START Task inputs

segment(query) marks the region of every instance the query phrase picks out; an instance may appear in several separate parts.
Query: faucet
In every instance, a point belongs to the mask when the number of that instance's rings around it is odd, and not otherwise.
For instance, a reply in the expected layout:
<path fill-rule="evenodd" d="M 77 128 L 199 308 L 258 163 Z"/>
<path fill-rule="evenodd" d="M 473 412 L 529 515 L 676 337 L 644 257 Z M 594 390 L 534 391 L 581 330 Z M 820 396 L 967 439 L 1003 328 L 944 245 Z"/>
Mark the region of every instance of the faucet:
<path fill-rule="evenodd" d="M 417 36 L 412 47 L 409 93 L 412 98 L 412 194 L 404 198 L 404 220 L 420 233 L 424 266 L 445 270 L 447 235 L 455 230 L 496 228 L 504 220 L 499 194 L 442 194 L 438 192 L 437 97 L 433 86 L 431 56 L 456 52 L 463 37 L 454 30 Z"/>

END Task inputs

*What to produce:* Could every entry be given again exactly, with no line skipped?

*Answer space:*
segment(query) marks the region of every instance the query phrase picks out; an instance may appear in several separate parts.
Query: faucet
In every instance, a point belongs to the mask when the number of that instance's rings around it is odd, and not otherwise.
For instance, a reply in the expected layout:
<path fill-rule="evenodd" d="M 77 128 L 199 308 L 258 163 Z"/>
<path fill-rule="evenodd" d="M 473 412 L 529 515 L 676 337 L 644 257 Z M 594 390 L 534 391 L 581 330 Z M 820 396 L 967 439 L 1003 328 L 944 245 Z"/>
Mark the region of every instance of the faucet:
<path fill-rule="evenodd" d="M 417 36 L 412 47 L 409 93 L 412 98 L 412 194 L 404 198 L 404 220 L 420 233 L 424 266 L 445 270 L 447 235 L 455 230 L 496 228 L 504 220 L 499 194 L 442 194 L 438 192 L 437 97 L 433 86 L 431 56 L 456 52 L 463 37 L 454 30 Z"/>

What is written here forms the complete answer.